■ PROMPT
Every record shown below should be duplicated exactly.

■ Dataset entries
■ ■ ■ ■
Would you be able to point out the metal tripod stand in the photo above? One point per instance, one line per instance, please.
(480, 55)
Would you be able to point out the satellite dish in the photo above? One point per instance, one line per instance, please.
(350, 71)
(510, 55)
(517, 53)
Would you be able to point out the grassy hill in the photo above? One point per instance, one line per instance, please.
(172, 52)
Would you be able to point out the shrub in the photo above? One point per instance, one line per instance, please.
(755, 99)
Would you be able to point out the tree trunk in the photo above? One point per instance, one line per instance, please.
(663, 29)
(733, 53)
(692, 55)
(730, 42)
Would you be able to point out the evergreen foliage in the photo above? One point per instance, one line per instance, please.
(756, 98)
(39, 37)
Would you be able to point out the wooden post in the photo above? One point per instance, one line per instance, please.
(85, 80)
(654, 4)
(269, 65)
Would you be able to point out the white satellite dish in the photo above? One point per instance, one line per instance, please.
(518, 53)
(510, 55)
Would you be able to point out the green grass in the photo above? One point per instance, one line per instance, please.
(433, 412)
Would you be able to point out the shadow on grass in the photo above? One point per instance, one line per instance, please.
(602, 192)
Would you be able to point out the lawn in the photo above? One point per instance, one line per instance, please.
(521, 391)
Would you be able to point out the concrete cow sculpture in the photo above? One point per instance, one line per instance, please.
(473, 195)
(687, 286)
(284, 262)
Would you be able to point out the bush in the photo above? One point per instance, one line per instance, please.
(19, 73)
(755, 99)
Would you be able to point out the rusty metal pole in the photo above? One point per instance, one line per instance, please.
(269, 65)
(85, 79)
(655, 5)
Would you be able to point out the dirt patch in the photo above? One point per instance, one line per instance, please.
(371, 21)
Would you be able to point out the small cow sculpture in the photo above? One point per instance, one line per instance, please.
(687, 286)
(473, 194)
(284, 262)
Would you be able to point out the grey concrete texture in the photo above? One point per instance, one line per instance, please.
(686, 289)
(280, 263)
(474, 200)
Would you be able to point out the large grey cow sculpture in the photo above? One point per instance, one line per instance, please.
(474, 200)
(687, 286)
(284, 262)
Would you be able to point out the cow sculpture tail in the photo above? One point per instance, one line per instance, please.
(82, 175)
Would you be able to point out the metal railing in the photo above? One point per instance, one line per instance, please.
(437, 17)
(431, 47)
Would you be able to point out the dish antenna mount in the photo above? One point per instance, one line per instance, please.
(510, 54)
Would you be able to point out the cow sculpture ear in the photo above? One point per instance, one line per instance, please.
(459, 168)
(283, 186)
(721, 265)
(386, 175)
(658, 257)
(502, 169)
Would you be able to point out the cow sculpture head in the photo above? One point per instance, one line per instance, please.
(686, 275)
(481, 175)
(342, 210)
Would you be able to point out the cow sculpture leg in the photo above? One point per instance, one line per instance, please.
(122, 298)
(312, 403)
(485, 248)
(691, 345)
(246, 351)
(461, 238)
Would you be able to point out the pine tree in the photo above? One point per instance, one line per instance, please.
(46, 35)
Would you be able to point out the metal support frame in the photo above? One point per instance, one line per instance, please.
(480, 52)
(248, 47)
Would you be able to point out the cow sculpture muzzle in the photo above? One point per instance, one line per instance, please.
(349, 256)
■ ■ ■ ■
■ ANSWER BOX
Would you be able to point out the metal tripod stand in the photo above? One point per instance, one line per instance, please.
(480, 55)
Would you be able to point out the satellite dish in the photo above? One point per instance, one line per instance, please.
(350, 71)
(510, 55)
(517, 53)
Would you be able to point out the grassy hill in the photo above? One point per instance, one line per instance, please.
(172, 52)
Would you be able to point out the shrub in the photo above? One point per instance, one line per instance, please.
(755, 99)
Would you be able to point out the tree trunk in the photo above? One point per instance, one line per instance, please.
(663, 29)
(733, 53)
(692, 55)
(730, 42)
Would you be able to point out the evergreen foliage in the photo above? One point per instance, one line per instance, please.
(756, 98)
(39, 37)
Would you be able to point out the wooden post in the photo above? One point per instance, one line per instance, please.
(85, 80)
(654, 4)
(269, 65)
Would you be able to point out the white satellite dish in the photo above? One point per instance, one line per instance, please.
(518, 53)
(510, 55)
Would you be able to point out the green grass in the photo above? One point per instance, one line per instance, please.
(433, 412)
Would you be able to point out the shadow on grass in the photo above? One point per instance, one line per instance, please.
(602, 192)
Would you be able to point out the lawn in the photo above? One point per instance, one line per instance, please.
(521, 391)
Would you be able to point out the concrete cow sculpture in the photo above? One point per instance, one line per instance, please.
(473, 195)
(687, 286)
(284, 262)
Would you be able to point out the bush in the photo above? One point per instance, one line per instance, please.
(19, 73)
(755, 99)
Would you be able to point out the rusty metal pole in the photo above? One point per instance, one line per instance, please.
(269, 65)
(85, 79)
(655, 5)
Would you be able to point out the dirt patch in the photo above? One point per instance, one line per instance, please.
(371, 21)
Would you be able to point out the small cow sculpture in the photo above? One point per instance, one line per instance, please.
(687, 286)
(473, 194)
(284, 262)
Would you be able to point out the grey concrete texture in the photo above? One point per instance, one line per instance, please.
(686, 289)
(280, 263)
(474, 200)
Would you be able to point out the large grey cow sculpture in the photo above? One point per instance, one line per instance, please.
(474, 200)
(687, 286)
(284, 262)
Would you be able to point out the cow sculpture tail in the photo above? One point per instance, one line per instance, please.
(82, 175)
Would you be able to point out the metal railing in the photo above? One point per instance, one line per instance, please.
(437, 17)
(431, 47)
Would you be able to point out the dish antenna mount in the photo above? One point per instance, one line per instance, please.
(510, 54)
Would you be able to point out the cow sculpture ear in the photo above? One point per instance, one line per instance, please.
(459, 168)
(283, 186)
(721, 265)
(386, 175)
(658, 257)
(502, 169)
Would you be able to point out the cow sculpture head in the photo above? One point per instance, one line per instance, please.
(686, 275)
(481, 175)
(342, 210)
Would you be able to point out the cow sculpture leg in the photo above? One point per instance, one line per instance, please.
(122, 298)
(312, 403)
(485, 248)
(691, 345)
(246, 351)
(461, 238)
Would you be able to point out the pine tree in the photo above? One point per instance, one line per instance, please.
(46, 35)
Would you be able to point out the metal support frame in the photo above? One point per instance, one line per instance, please.
(480, 52)
(248, 47)
Would you be able to point out the cow sculpture muzzle in the photo above? One point per instance, one line per instance, please.
(349, 256)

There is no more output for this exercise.